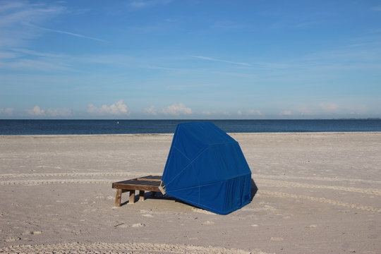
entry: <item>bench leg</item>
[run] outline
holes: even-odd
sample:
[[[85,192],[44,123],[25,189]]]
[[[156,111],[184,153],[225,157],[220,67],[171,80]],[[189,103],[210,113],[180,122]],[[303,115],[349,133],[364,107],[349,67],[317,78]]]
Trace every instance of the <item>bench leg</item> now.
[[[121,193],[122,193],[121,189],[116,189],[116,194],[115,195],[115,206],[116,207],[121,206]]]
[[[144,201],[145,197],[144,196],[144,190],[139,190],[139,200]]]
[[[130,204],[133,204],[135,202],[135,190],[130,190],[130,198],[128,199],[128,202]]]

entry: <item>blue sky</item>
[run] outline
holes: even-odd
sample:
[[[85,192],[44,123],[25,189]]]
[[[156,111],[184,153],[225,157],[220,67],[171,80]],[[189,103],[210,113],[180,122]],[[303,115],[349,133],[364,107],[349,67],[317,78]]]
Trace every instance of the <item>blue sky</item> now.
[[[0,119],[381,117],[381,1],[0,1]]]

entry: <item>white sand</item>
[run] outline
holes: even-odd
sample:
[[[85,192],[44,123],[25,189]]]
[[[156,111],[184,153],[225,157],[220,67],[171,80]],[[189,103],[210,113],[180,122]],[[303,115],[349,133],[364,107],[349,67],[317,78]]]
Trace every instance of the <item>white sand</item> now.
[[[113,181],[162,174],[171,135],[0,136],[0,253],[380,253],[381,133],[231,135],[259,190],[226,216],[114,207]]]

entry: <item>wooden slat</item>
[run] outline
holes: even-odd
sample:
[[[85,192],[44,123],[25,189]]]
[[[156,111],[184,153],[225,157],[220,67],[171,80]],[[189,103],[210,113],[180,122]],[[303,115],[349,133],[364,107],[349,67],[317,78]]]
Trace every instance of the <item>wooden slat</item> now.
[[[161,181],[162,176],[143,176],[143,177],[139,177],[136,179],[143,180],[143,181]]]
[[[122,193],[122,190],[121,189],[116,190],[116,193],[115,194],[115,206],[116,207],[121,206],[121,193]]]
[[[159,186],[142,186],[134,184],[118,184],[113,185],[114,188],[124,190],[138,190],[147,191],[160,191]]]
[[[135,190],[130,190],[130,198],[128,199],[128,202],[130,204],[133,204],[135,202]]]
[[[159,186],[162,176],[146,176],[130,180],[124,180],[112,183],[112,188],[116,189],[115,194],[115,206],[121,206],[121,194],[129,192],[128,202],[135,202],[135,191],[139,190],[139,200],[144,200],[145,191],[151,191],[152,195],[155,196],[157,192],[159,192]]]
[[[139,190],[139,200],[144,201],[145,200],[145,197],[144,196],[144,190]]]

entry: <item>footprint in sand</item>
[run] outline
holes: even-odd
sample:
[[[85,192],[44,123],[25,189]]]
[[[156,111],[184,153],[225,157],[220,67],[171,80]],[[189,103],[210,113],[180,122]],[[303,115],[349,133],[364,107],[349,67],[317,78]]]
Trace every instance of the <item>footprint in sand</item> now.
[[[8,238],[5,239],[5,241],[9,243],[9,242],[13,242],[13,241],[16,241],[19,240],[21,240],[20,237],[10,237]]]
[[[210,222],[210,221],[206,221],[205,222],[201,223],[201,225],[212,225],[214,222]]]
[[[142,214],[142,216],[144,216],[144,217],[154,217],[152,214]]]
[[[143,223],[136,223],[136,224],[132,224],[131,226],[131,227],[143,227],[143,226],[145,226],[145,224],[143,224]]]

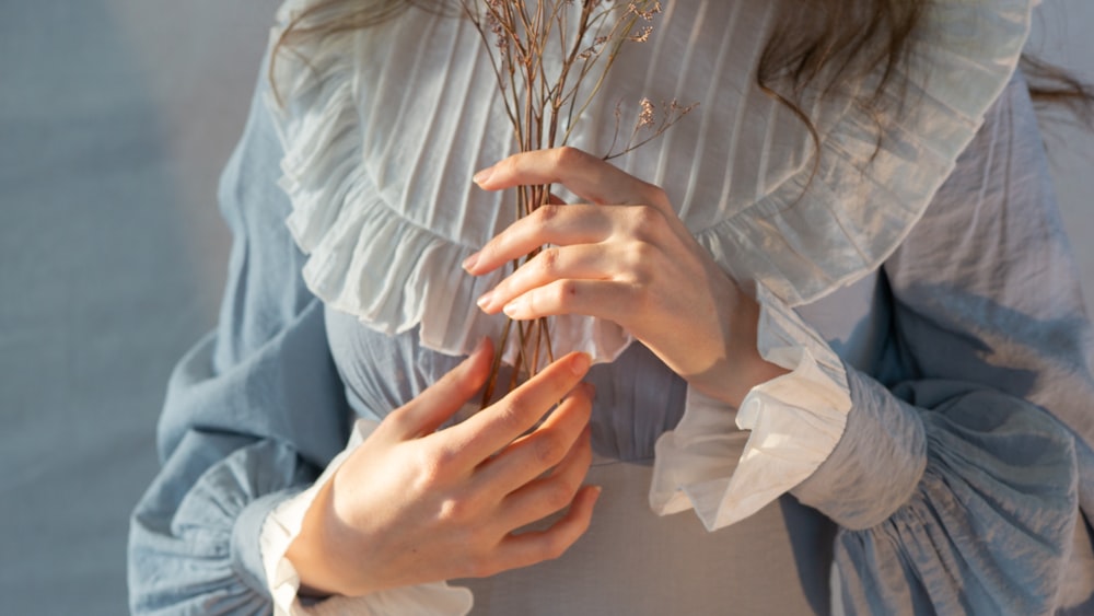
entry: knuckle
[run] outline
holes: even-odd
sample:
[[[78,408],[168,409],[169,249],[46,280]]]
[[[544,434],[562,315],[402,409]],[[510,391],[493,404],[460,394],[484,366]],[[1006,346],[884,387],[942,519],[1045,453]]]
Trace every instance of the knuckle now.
* * *
Work required » Copy the whole listing above again, putting "Mark" wherever "Trace" appears and keeping everything else the same. Leave the pictures out.

In response »
entry: <item>bench leg</item>
[run] outline
holes: even-odd
sample:
[[[85,192],[44,123],[25,189]]]
[[[156,111],[184,153],[225,157],[220,67],[171,80]],[[189,103],[210,113],[180,122]],[[303,115],[349,133],[364,107],[349,67],[317,78]]]
Mark every instance of the <item>bench leg</item> now.
[[[121,193],[122,193],[121,189],[116,189],[116,194],[115,195],[115,206],[116,207],[121,206]]]
[[[144,201],[145,197],[144,196],[144,190],[139,190],[139,200]]]
[[[130,204],[133,204],[135,202],[135,190],[130,190],[130,198],[128,199],[128,202]]]

entry: <item>blue sky</item>
[run] outline
holes: even-odd
sample:
[[[85,192],[44,123],[25,189]]]
[[[156,111],[184,153],[225,157],[220,67],[171,80]],[[189,103],[210,113],[180,122]],[[303,115],[349,133],[364,107],[349,67],[317,78]]]
Mark every instance of the <item>blue sky</item> now.
[[[0,119],[381,117],[381,1],[0,1]]]

entry: <item>white sand</item>
[run] outline
holes: even-odd
sample:
[[[85,192],[44,123],[25,189]]]
[[[156,111],[184,153],[225,157],[220,67],[171,80]],[[189,103],[210,113],[180,122]],[[303,115],[349,133],[364,107],[349,67],[317,78]]]
Mark every instance of the <item>white sand</item> now.
[[[113,181],[162,174],[171,135],[0,136],[0,253],[380,253],[381,133],[231,135],[259,190],[226,216],[114,207]]]

entry: <item>wooden slat</item>
[run] outline
holes: even-odd
sample:
[[[85,192],[44,123],[25,189]]]
[[[156,111],[184,153],[225,157],[220,67],[171,80]],[[189,103],[210,113],[180,122]],[[303,115],[349,133],[364,107],[349,67],[317,78]]]
Mark every instance of the <item>wooden slat</item> now.
[[[161,181],[162,176],[143,176],[143,177],[139,177],[136,179],[143,180],[143,181]]]
[[[122,193],[122,190],[121,189],[116,190],[116,193],[115,194],[115,206],[116,207],[121,206],[121,193]]]
[[[159,186],[142,186],[134,184],[118,184],[113,185],[114,188],[124,190],[138,190],[147,191],[160,191]]]
[[[135,190],[130,190],[130,198],[128,199],[128,202],[130,204],[133,204],[135,202]]]
[[[159,186],[162,176],[146,176],[130,180],[124,180],[112,183],[112,188],[116,189],[115,194],[115,206],[121,206],[121,194],[129,192],[128,202],[135,202],[135,191],[139,190],[139,200],[144,200],[145,191],[151,191],[152,195],[155,196],[157,192],[159,192]]]
[[[139,190],[139,200],[144,201],[145,200],[145,197],[144,196],[144,190]]]

entry: <item>footprint in sand</item>
[run] outline
holes: even-odd
sample:
[[[85,192],[44,123],[25,189]]]
[[[156,111],[184,153],[225,157],[220,67],[171,80]],[[189,103],[210,113],[180,122]],[[303,115],[349,133],[364,107],[349,67],[317,78]]]
Mark every instance of the <item>footprint in sand</item> now.
[[[8,238],[5,239],[5,241],[9,243],[9,242],[13,242],[13,241],[16,241],[19,240],[21,240],[20,237],[10,237]]]
[[[210,222],[210,221],[206,221],[205,222],[201,223],[201,225],[212,225],[214,222]]]
[[[142,214],[142,216],[144,216],[144,217],[154,217],[152,214]]]
[[[143,223],[136,223],[136,224],[132,224],[131,226],[131,227],[143,227],[143,226],[145,226],[145,224],[143,224]]]

entry: knuckle
[run] outline
holes: even-odd
sample:
[[[78,408],[168,409],[169,249],[46,280]]]
[[[544,434],[562,315],[402,409]],[[510,391],[493,404],[460,394],[484,366]],[[1006,346],[884,387],[942,519],[1045,453]]]
Mark every instance of the knuckle now.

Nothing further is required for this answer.